#### Material for the task ####
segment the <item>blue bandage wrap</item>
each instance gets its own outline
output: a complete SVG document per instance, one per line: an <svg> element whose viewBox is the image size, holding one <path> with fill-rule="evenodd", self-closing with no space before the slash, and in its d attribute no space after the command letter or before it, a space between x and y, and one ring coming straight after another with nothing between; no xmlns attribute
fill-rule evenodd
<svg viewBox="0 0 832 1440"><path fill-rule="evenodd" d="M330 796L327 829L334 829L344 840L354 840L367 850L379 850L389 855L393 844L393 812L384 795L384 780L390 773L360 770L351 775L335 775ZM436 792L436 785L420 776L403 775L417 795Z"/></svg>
####
Reproduce the records above with every occurrence of "blue bandage wrap" swapped for "white gauze roll", keeping everything else unchanged.

segment the <item>white gauze roll</item>
each instance gets its own outline
output: a complete SVG document per instance, one per line: an <svg> element whose viewBox is the image size, holding one <path> with fill-rule="evenodd", self-closing with no space before the slash, and in its d attribute no space after the command letter or before it, a space between x and y, and one ring coming straight after another with nothing between; no xmlns attribute
fill-rule evenodd
<svg viewBox="0 0 832 1440"><path fill-rule="evenodd" d="M330 796L327 829L334 829L344 840L354 840L367 850L379 850L389 855L393 844L393 812L384 795L384 780L390 773L360 770L351 775L335 775ZM436 792L436 785L420 776L403 775L417 795Z"/></svg>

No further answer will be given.